[Begin Data section]

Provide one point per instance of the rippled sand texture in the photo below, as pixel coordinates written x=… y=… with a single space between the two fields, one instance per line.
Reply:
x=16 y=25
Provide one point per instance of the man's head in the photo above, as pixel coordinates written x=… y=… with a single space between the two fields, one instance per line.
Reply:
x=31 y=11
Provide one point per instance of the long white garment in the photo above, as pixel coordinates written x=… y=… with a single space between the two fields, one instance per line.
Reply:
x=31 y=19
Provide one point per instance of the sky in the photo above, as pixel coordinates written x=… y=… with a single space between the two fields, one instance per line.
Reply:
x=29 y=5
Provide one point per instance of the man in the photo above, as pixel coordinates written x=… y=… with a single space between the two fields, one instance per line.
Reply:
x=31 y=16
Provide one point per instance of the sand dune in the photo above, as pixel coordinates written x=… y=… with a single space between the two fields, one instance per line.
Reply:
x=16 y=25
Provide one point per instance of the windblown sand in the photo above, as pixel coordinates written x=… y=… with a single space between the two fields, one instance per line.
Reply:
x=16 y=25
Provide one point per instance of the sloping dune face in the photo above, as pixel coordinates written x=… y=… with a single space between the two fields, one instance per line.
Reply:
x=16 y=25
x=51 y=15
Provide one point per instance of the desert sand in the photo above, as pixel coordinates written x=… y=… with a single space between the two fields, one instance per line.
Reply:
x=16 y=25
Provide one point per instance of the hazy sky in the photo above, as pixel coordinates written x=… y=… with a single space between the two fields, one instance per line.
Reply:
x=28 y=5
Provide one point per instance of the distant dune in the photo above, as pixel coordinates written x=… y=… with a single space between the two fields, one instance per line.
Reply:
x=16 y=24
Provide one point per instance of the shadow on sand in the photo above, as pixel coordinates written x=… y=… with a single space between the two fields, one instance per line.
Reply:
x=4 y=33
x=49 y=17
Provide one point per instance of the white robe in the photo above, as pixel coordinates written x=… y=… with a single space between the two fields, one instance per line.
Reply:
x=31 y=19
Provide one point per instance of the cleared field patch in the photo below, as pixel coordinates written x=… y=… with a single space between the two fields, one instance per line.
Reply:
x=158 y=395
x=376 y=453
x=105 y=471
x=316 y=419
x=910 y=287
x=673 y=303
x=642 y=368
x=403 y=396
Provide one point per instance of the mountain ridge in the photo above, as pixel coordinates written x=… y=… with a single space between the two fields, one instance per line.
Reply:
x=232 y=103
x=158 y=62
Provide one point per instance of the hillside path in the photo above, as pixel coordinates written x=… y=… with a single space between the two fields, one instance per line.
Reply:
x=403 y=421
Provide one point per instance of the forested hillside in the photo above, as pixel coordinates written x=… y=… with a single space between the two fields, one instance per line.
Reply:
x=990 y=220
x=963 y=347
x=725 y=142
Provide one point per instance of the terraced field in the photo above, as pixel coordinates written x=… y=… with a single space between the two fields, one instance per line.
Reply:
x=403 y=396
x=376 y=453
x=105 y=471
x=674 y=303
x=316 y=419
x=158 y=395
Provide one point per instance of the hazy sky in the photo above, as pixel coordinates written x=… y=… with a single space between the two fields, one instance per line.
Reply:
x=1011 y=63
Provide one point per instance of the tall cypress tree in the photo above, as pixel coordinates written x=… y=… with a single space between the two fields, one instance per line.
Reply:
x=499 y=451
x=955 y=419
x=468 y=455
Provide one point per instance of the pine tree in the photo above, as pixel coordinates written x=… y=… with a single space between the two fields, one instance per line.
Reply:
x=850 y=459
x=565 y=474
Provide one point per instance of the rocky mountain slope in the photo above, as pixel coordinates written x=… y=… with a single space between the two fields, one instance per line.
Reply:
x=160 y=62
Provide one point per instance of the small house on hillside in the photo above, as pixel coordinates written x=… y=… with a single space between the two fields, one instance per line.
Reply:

[End Data section]

◆ Task instructions ◆
Edit all the items above by replacing "one instance per line" with "one instance per row" wherever it occurs, and leave everything else unchanged.

◆ Completed exercise ◆
Provide one point per instance of the rippled sand texture in the photo below, as pixel coordinates written x=… y=… with a single space between the two fields, one instance per row.
Reply:
x=16 y=25
Provide one point per instance of the man's head in the photo above, as pixel coordinates written x=… y=… with a single space between the two fields, one instance per row.
Reply:
x=31 y=11
Provide one point per instance of the long white garment in the photo above, as pixel coordinates written x=… y=… with a single space between the two fields, one instance per row.
Reply:
x=31 y=19
Provide one point per instance of the sky in the photo above, as pixel coordinates written x=… y=… with a single space between the two fields, one instance per row.
Reply:
x=29 y=5
Provide one point per instance of the man in the photo above, as pixel coordinates written x=… y=… with a single space between the two fields, one instance per row.
Reply:
x=31 y=16
Provide one point per instance of the sand dune in the photo above, as pixel coordinates written x=… y=… with a single space between the two fields, one instance per row.
Reply:
x=16 y=25
Provide one point per instance of the windblown sand in the photo above, as pixel coordinates written x=… y=… with a single space between the two fields, one instance per row.
Reply:
x=16 y=25
Provide one point per instance of the sloping dune face in the photo above, as pixel coordinates written x=… y=… with a single space between the two fields, one instance per row.
Reply:
x=16 y=25
x=51 y=15
Provide one point per instance of the desert sand in the photo above, as pixel coordinates written x=… y=… with a single space between the two fields, one instance per row.
Reply:
x=16 y=25
Provide one point per instance of the hazy sky in the photo above, as pixel coordinates written x=… y=… with a single space between the two fields, one instance per row.
Reply:
x=28 y=5
Provide one point per instance of the distant dune in the photo above, as pixel coordinates written x=… y=… with a single space between the two fields, one instance per row.
Reply:
x=16 y=24
Provide one point per instance of the shadow on sand in the photo above, as pixel coordinates written x=… y=… with a single space between the two fields, one instance per row.
Reply:
x=4 y=33
x=49 y=17
Provide one point per instance of the white robe in the photo above, as pixel coordinates written x=… y=… with a single space between the two fields, one instance per row.
Reply:
x=31 y=19
Provide one point per instance of the cleared field patch in the photo below, as pixel coordinates written x=… y=… with a single space between the two fields, one instance per row.
Reply:
x=158 y=395
x=376 y=453
x=105 y=471
x=316 y=419
x=910 y=287
x=673 y=303
x=642 y=368
x=403 y=396
Provide one point per instance of the mountain ridge in the photo above, as pixel coordinates written x=… y=… with a single space between the two fields, one instance per row.
Reply:
x=232 y=103
x=158 y=62
Provide one point per instance of the hillside path in the photo above, as pixel coordinates written x=… y=… with a single space between the two fields, one instance per row.
Reply:
x=403 y=421
Provide one point per instance of the forested hillside in the photo above, as pixel coordinates written x=… y=… with a single space between the two fields, one instance per row.
Reply:
x=990 y=220
x=963 y=347
x=725 y=142
Provide one point per instance of the terraced field in the photo above, as pixel coordinates written x=… y=… with a single space between the two fields, one instance per row.
Reply:
x=403 y=396
x=376 y=453
x=105 y=471
x=674 y=303
x=316 y=419
x=158 y=395
Provide one point per instance of the hazy sky in the photo above, as pixel coordinates written x=… y=… with a single space between the two fields, one instance per row.
Reply:
x=1011 y=63
Provide one point per instance of the tall cypress tree in the photo above, as pixel coordinates written x=… y=… with a single space between the two fields, one instance per row.
Reply:
x=499 y=451
x=955 y=419
x=468 y=455
Provide one point per instance of the pine tree in the photo above, as pixel coordinates written x=… y=… with a single space between the two fields, one instance per row.
Reply:
x=850 y=459
x=565 y=474
Provide one point per instance of the rocky mountain slope in the photo above, as pixel coordinates written x=… y=… with a single space between the two fields, one instance per row.
Reply:
x=160 y=62
Provide one point per instance of the small house on hillside in the photo above, as pixel coordinates written x=… y=… with a single space between the two fields, one instance per row.
Reply:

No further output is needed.